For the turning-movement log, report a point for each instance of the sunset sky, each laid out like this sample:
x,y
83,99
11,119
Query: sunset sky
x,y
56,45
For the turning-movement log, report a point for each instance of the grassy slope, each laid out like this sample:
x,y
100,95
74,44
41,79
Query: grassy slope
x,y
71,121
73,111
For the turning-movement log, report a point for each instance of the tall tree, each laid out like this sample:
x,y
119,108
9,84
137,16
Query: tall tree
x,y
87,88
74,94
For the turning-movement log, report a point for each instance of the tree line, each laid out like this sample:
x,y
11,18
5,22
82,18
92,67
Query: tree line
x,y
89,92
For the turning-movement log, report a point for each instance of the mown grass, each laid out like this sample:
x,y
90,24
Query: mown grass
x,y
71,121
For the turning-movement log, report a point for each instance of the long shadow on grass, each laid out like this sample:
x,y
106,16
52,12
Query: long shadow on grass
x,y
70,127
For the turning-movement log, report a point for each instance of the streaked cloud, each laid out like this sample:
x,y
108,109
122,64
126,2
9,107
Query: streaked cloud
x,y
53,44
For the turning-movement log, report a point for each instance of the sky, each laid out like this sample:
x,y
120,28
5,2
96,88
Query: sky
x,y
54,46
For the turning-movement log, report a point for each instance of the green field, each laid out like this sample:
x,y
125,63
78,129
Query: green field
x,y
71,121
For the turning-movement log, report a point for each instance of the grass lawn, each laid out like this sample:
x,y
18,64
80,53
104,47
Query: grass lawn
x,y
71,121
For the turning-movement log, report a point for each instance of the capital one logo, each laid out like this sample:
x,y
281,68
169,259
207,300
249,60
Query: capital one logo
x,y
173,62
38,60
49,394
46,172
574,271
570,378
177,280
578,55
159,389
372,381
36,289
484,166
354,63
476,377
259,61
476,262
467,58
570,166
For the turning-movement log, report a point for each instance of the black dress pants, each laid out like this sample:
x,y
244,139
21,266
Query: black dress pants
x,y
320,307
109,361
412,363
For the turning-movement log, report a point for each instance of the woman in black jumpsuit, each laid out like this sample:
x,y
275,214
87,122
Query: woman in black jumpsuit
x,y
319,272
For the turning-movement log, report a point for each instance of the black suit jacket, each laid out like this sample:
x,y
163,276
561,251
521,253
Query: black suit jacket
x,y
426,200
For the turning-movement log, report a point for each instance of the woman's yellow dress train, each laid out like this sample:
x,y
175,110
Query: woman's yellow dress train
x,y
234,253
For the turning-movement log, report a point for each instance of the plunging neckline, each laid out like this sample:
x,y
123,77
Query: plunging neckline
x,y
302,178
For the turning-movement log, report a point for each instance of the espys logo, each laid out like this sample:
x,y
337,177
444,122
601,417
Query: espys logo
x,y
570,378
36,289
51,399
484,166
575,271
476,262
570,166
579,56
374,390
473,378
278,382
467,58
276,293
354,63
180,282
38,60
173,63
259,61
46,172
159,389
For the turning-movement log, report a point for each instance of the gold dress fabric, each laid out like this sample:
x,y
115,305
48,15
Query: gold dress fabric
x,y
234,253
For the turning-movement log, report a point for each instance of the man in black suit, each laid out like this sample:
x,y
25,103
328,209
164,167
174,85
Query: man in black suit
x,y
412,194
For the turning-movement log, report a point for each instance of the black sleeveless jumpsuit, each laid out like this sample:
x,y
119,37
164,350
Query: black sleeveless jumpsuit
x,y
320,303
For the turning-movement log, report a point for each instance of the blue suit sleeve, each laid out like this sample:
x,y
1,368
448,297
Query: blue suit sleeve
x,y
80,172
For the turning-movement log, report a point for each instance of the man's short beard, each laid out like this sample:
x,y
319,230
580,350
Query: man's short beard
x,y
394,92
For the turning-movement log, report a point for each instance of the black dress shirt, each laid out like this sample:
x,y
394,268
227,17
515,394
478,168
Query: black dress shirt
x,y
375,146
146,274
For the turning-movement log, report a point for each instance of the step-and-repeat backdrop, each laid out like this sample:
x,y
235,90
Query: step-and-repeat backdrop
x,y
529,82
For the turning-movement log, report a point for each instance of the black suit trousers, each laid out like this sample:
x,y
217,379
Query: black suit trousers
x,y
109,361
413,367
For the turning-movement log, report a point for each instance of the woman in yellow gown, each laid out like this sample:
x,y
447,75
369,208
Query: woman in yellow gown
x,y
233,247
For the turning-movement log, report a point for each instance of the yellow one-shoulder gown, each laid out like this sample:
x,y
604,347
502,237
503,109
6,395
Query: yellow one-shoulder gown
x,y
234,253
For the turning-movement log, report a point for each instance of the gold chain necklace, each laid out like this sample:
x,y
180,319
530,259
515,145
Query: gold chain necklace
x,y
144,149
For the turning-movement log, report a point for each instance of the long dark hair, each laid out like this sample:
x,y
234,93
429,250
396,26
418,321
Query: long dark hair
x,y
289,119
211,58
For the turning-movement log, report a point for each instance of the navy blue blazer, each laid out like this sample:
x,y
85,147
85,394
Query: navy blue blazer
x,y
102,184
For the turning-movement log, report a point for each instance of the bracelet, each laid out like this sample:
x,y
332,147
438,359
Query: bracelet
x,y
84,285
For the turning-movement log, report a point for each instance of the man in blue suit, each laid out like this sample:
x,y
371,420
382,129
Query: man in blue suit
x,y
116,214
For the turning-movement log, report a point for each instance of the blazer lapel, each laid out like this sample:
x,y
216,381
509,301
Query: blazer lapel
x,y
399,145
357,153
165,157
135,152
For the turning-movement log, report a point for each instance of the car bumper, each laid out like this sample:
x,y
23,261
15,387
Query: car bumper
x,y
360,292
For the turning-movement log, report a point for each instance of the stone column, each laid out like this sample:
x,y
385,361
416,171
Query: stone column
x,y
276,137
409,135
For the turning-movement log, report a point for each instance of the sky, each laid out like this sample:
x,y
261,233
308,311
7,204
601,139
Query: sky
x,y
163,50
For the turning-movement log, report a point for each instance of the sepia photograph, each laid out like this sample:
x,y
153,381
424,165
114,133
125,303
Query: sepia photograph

- **Problem description**
Please copy every item above word for word, leaving nothing out and changing nothing.

- **Result for this task**
For the turning-movement log, report a point for each instance of the sunset sky, each laid out like this sample:
x,y
83,99
11,119
Query: sunset sky
x,y
56,45
For the turning-movement log, report a point for each instance of the grassy slope, each laid out like this sample:
x,y
100,95
74,44
41,79
Query: grassy slope
x,y
71,121
73,111
For the turning-movement log, report a point for each instance of the tall tree, each laid out like this sample:
x,y
119,108
9,84
137,16
Query: tall tree
x,y
87,88
74,94
For the turning-movement log, report a point for each instance of the tree line, each laid out like this sample:
x,y
11,18
5,22
82,18
92,67
Query: tree line
x,y
89,92
For the turning-movement log, report a point for each instance of the mown grass, each laid out like this sample:
x,y
90,24
Query: mown grass
x,y
71,121
For the turning-movement log, report a point for each instance of the long shadow on grass, each laid out like this sample:
x,y
106,16
52,12
Query: long shadow on grass
x,y
70,127
For the turning-movement log, report a point for each instance of the streaked cloud, each laid out like this sample:
x,y
108,109
122,64
126,2
9,107
Query: streaked cloud
x,y
53,44
For the turning-movement log, report a point for each instance of the sky, each laid out like this sample:
x,y
120,28
5,2
96,88
Query: sky
x,y
54,46
For the turning-movement log, report a point for each instance of the green field, each laid out like this sample:
x,y
125,63
78,129
Query: green field
x,y
71,121
For the turning-movement log, report a point for each instance of the grass lawn, each laid out like this sample:
x,y
18,64
80,53
104,47
Query: grass lawn
x,y
71,121
For the turning-movement log, report a point for each instance of the capital one logo, each laid out like this sample:
x,y
281,68
169,259
207,300
249,60
Query: capital one logo
x,y
173,62
38,60
49,394
46,172
574,271
570,378
177,280
578,55
159,389
372,381
36,289
484,166
354,63
476,377
259,61
476,262
467,58
570,166
For the turning-movement log, report a point for each instance of the black dress pants, each laid out like this sample:
x,y
244,139
21,266
Query: black dress pants
x,y
320,307
109,361
412,363
For the turning-movement log, report a point for each instance of the woman in black jumpsuit, each laid out like this sample:
x,y
275,214
87,122
Query: woman in black jumpsuit
x,y
319,272
For the turning-movement log, report a point for each instance of the black suit jacket, each laid out like this sample:
x,y
163,276
561,251
521,253
Query: black suit jacket
x,y
426,200
For the turning-movement log, report a point for each instance of the woman's yellow dress train, each laid out like this sample:
x,y
175,110
Query: woman's yellow dress train
x,y
234,253
For the turning-movement log, report a point for each instance of the plunging neckline, each laid out like this sample:
x,y
123,77
Query: plunging neckline
x,y
302,178
For the turning-movement log, report a point for each instance of the espys logo, each laid out like this sample:
x,y
337,177
444,122
601,417
Query: espys logo
x,y
570,378
36,289
51,399
484,166
575,271
476,262
570,166
579,56
374,390
473,378
278,382
467,58
276,293
354,63
180,282
38,60
173,63
259,61
46,172
159,389
For the turning-movement log, report a point for each instance of the gold dress fabric, each laid out like this sample:
x,y
115,305
48,15
Query: gold dress fabric
x,y
234,253
For the turning-movement log, report a point for each instance of the man in black suit, each laid out like this sample:
x,y
25,103
328,209
164,167
174,85
Query: man in black suit
x,y
412,194
For the turning-movement log, report a point for each instance of the black sleeveless jumpsuit, each laid out like this sample:
x,y
119,37
164,350
Query: black sleeveless jumpsuit
x,y
320,303
For the turning-movement log, report a point for each instance of the blue suit sleeve, each laid out like this sample:
x,y
1,368
448,297
Query: blue suit sleeve
x,y
80,172
For the turning-movement log, report a point for each instance of the man's short beard, each laid out like this sample:
x,y
319,230
580,350
Query: man's short beard
x,y
394,92
For the turning-movement log, report a point for each instance of the black dress shirt, each laid out like this sample:
x,y
394,268
227,17
515,394
478,168
Query: black dress shirt
x,y
375,146
146,274
For the turning-movement log, report a point for each instance of the step-and-repeat backdrop, each laid out like this sample:
x,y
235,90
Query: step-and-repeat backdrop
x,y
529,82
For the turning-movement log, report a point for each instance of the black suit trousers, each laid out like this sample:
x,y
217,379
Query: black suit trousers
x,y
109,361
413,367
For the turning-movement log, report a point for each instance of the woman in yellow gown, each laid out like this sample:
x,y
447,75
369,208
Query: woman in yellow gown
x,y
233,247
For the turning-movement log, report a point for each instance of the yellow one-shoulder gown, each laid out like this sample:
x,y
604,347
502,237
503,109
6,395
Query: yellow one-shoulder gown
x,y
234,253
For the turning-movement log, report a point for each instance of the gold chain necklace, each laid out like this sample:
x,y
180,319
530,259
515,145
Query: gold chain necklace
x,y
144,149
For the turning-movement log, report a point for each instance of the long dark hair, each laid out like this sample:
x,y
234,93
429,250
396,26
418,321
Query: long dark hair
x,y
289,119
211,58
For the turning-movement log, report a point for each instance of the navy blue blazer, each laid out like this sample:
x,y
85,147
85,394
Query: navy blue blazer
x,y
102,184
For the turning-movement log, report a point for each instance of the bracelet, each laid out like this sample:
x,y
332,147
438,359
Query: bracelet
x,y
84,285
For the turning-movement log, report a point for each instance of the man in blue suit, each laid out like this sample:
x,y
371,420
382,129
Query: man in blue suit
x,y
116,214
For the turning-movement log, report a point for each instance of the blazer lapel, each laid out like this sample:
x,y
216,381
509,301
Query: blazer lapel
x,y
399,145
357,153
165,157
135,152
For the turning-movement log, report a point for each instance of the car bumper, each laid out like this sample:
x,y
23,261
15,387
Query: car bumper
x,y
360,292
For the turning-movement log, report a point for each instance of the stone column, each laid out like this sample:
x,y
385,361
416,171
Query: stone column
x,y
276,137
409,135
For the turning-movement log, report a point for each instance of the sky, each laid out like this sample:
x,y
261,233
308,311
7,204
601,139
Query: sky
x,y
163,50
For the turning-movement log, report a point for each instance of the sepia photograph, each laid out like this sample:
x,y
153,381
424,165
114,133
125,303
Query: sepia photograph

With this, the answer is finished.